**** MATERIAL SHOWN ****
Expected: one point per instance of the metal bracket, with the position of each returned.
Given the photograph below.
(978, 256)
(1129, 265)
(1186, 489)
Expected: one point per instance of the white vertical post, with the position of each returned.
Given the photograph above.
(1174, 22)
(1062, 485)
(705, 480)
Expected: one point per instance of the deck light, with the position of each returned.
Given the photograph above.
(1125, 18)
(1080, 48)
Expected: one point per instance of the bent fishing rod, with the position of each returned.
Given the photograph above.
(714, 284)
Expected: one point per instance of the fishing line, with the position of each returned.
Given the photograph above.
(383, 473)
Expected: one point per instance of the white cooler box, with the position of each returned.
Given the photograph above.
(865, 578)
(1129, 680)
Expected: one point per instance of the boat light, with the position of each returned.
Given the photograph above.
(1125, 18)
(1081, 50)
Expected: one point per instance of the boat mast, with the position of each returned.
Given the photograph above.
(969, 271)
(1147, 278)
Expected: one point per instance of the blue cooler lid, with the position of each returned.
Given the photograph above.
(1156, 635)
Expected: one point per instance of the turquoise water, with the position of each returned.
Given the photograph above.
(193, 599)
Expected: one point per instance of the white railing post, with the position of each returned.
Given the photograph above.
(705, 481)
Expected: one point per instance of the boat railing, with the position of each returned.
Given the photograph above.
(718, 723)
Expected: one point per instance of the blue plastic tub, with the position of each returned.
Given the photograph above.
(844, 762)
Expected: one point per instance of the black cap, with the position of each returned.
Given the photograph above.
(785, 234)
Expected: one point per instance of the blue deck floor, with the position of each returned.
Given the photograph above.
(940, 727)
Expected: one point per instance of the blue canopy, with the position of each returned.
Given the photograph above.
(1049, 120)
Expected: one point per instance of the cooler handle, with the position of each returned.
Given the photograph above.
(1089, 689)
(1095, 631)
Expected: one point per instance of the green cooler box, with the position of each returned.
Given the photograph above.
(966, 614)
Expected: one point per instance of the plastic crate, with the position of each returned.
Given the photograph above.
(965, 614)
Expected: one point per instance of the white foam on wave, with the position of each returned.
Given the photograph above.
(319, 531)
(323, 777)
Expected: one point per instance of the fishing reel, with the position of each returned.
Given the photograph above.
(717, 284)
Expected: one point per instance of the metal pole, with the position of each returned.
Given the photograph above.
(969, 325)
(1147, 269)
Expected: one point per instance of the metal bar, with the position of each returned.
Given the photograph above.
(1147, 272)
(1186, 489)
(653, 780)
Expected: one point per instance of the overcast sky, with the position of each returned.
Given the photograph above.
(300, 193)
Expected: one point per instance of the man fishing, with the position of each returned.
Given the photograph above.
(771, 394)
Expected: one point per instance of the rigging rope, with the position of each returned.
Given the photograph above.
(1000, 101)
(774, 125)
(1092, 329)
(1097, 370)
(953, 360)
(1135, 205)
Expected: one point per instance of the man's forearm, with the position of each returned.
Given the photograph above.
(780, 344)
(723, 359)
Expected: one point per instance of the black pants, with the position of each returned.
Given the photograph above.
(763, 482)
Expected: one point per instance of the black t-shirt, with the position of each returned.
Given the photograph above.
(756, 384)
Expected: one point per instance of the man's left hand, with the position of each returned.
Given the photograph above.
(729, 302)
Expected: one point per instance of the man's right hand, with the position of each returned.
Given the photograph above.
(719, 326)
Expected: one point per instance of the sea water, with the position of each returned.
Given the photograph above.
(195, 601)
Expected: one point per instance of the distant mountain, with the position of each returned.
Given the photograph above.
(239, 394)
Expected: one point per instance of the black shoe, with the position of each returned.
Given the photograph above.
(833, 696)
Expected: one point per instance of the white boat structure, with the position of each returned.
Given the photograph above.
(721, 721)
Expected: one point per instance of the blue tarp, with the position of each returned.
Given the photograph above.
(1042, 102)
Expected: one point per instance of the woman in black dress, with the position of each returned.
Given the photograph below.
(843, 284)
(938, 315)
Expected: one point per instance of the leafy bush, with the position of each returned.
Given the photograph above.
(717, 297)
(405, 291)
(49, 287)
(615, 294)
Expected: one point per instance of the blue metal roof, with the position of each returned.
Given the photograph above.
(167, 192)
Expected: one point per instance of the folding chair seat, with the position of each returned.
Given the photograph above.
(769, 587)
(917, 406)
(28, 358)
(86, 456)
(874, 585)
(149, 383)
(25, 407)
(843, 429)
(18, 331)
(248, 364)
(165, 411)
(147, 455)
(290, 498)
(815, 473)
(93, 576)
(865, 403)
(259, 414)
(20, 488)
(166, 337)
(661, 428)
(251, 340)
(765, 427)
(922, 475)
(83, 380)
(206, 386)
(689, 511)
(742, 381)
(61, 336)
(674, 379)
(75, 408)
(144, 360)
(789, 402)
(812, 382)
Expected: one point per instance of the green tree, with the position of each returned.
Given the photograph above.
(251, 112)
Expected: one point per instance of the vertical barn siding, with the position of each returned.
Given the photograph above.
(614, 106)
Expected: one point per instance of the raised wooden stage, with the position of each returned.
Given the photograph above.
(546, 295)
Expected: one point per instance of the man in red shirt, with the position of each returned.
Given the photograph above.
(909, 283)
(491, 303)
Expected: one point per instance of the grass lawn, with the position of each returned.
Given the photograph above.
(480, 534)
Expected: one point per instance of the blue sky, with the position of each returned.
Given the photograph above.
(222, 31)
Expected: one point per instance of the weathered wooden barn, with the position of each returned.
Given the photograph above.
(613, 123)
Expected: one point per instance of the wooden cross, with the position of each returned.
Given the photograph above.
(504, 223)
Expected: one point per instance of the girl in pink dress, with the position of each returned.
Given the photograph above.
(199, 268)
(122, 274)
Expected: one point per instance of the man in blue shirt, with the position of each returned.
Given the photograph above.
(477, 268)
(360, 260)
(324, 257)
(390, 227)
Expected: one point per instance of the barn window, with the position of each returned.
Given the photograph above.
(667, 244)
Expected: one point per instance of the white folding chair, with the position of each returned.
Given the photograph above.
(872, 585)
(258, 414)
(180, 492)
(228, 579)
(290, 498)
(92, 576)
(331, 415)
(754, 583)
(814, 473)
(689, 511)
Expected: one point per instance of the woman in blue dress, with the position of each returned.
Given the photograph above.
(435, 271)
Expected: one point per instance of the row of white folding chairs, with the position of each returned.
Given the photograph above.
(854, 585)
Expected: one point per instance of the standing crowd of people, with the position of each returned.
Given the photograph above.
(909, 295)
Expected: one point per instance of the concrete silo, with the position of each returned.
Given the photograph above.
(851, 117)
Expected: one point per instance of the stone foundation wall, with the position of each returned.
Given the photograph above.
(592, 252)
****
**** MATERIAL SHOWN ****
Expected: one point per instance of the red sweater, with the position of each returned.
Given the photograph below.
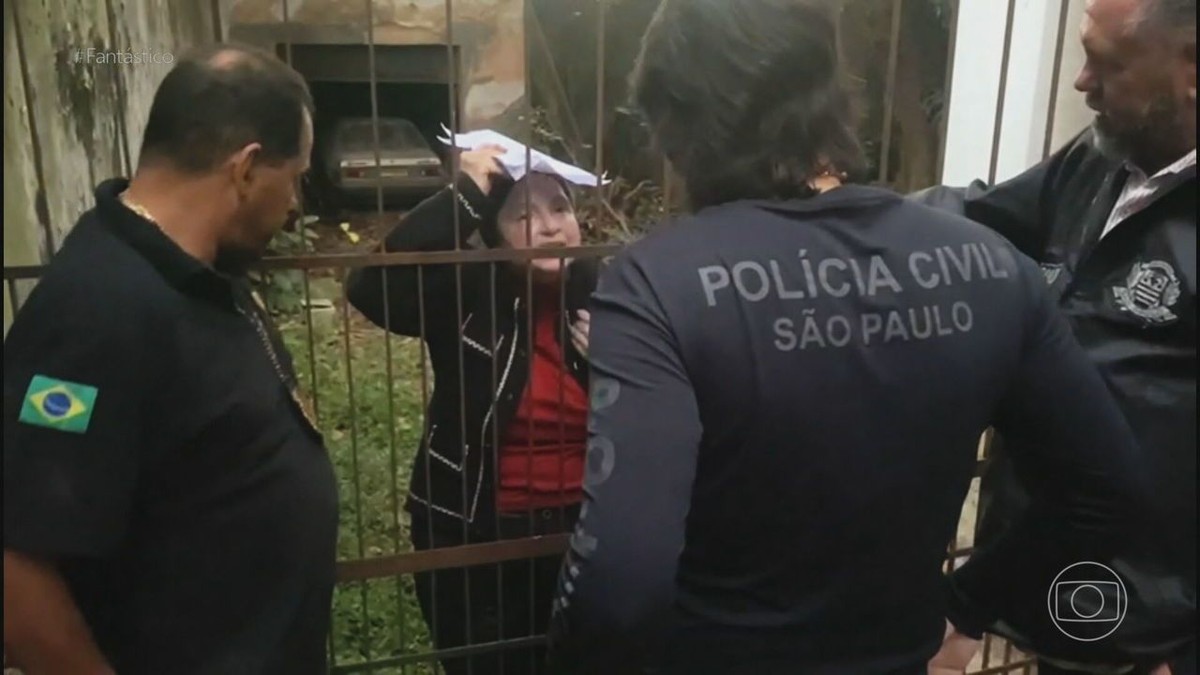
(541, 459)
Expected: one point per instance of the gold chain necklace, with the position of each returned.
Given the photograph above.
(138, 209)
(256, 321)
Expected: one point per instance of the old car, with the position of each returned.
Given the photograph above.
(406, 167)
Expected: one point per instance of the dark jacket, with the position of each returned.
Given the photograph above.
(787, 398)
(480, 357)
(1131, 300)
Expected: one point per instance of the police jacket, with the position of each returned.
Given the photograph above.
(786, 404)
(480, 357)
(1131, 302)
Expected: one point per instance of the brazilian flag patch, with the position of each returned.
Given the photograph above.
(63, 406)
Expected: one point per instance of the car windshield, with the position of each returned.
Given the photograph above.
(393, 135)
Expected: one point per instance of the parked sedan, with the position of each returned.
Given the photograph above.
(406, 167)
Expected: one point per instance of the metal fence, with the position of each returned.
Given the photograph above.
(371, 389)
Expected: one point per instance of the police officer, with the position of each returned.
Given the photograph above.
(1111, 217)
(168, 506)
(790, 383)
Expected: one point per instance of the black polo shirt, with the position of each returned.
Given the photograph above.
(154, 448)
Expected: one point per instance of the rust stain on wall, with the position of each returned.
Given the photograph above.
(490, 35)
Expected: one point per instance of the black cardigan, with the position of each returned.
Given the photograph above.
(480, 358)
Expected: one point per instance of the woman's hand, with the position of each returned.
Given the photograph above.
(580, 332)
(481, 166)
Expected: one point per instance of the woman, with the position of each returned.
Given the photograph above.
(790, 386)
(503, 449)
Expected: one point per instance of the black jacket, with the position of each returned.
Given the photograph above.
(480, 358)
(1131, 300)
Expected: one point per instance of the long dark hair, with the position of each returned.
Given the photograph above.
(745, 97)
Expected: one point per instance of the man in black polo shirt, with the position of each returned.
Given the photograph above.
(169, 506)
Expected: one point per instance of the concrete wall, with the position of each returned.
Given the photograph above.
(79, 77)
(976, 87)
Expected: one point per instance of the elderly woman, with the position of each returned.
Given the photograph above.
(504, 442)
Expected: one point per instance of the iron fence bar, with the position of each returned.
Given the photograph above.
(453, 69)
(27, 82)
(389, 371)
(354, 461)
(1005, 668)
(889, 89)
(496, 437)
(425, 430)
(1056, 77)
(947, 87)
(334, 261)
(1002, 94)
****
**** MATERIAL SHOWN ****
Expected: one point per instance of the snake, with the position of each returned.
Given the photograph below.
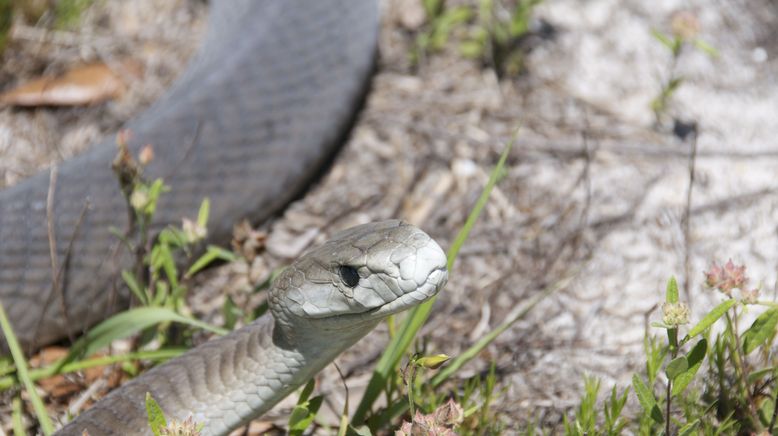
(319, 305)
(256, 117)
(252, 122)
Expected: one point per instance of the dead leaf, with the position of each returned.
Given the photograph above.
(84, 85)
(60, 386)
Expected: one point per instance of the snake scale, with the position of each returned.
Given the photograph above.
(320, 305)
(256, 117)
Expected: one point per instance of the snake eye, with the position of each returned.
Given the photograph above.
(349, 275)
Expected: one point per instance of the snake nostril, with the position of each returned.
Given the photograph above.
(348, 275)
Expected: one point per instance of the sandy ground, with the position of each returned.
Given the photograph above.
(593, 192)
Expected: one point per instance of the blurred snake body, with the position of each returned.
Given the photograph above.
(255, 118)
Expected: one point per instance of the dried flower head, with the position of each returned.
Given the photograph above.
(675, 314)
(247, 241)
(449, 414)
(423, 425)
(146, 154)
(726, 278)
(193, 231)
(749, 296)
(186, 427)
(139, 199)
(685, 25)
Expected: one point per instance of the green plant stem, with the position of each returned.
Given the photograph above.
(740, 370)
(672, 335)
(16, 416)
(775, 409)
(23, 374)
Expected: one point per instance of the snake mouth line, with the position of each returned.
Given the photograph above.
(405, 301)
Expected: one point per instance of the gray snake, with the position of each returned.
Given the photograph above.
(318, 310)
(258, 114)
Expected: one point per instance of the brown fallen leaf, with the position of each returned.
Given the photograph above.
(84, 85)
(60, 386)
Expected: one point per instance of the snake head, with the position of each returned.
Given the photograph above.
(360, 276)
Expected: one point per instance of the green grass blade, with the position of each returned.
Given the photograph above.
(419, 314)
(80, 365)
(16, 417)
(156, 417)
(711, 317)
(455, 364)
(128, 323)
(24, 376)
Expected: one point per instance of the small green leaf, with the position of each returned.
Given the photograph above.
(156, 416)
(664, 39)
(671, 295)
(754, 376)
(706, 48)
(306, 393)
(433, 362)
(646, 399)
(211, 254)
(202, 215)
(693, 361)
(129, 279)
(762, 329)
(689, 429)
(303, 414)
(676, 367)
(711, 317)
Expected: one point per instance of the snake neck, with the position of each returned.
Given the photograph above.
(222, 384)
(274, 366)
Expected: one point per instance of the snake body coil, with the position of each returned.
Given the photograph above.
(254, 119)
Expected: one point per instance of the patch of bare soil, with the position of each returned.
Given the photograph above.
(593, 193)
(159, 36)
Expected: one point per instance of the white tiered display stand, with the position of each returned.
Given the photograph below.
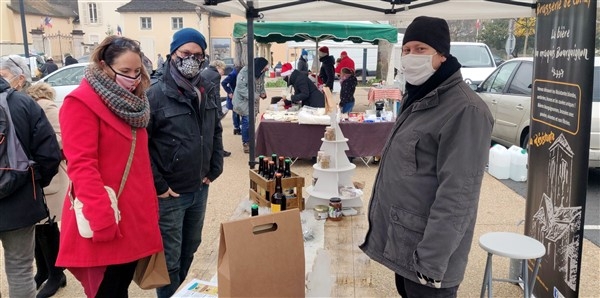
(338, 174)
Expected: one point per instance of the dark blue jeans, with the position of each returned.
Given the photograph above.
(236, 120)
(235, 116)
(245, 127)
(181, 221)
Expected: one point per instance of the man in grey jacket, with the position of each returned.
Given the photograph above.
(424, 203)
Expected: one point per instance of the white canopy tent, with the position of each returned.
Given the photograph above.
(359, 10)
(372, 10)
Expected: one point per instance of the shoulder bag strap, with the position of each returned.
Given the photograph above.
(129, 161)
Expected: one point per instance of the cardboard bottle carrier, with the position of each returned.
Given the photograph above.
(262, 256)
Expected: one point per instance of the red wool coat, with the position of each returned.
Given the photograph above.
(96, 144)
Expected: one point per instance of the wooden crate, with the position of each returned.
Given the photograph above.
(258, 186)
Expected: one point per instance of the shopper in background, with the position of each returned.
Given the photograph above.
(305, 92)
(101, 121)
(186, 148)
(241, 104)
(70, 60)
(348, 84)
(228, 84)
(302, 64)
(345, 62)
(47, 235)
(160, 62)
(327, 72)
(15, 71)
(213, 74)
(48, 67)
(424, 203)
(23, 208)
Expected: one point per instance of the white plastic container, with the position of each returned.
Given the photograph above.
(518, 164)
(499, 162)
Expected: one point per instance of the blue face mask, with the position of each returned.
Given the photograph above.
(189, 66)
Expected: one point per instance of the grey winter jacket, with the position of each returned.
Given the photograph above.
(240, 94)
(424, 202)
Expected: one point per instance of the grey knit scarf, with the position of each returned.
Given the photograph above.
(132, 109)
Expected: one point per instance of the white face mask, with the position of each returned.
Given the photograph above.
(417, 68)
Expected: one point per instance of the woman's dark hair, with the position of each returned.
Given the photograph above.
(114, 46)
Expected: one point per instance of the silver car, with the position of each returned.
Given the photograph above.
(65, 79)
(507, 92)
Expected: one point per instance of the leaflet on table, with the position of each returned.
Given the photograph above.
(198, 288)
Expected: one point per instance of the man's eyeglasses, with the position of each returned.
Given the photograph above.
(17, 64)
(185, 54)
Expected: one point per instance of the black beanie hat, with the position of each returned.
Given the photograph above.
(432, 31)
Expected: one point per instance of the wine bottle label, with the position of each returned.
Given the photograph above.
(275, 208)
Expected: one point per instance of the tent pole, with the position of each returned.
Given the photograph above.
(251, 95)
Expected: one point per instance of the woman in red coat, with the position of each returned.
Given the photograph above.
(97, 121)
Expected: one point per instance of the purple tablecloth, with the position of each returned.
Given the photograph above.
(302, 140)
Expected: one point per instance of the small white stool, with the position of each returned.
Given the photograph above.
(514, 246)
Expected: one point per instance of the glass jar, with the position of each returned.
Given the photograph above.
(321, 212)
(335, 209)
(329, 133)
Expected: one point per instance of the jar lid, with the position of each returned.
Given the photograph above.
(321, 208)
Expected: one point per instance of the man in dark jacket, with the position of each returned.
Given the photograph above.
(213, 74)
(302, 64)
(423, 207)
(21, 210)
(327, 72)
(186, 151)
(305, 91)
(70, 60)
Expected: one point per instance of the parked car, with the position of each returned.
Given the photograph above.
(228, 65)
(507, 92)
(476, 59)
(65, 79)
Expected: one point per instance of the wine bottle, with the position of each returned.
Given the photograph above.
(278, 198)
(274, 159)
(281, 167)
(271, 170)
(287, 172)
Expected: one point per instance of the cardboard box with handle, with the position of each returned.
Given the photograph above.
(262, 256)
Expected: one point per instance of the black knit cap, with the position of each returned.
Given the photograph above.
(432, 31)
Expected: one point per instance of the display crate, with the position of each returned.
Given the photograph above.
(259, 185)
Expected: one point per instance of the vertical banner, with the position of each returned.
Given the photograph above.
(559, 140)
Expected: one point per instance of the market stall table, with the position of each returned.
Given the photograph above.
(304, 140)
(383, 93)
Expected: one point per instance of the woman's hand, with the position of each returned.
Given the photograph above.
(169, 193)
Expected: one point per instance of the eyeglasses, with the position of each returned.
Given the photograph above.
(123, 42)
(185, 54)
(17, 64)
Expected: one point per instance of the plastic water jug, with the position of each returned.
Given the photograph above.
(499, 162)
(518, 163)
****
As you read the records above, find each line that contains "police" and copy it.

- _RESPONSE TO THE EXERCISE_
Expected: one point per instance of the police jacket, with the position of each returned.
Expected: one point per instance of the police officer, with the position of each returned.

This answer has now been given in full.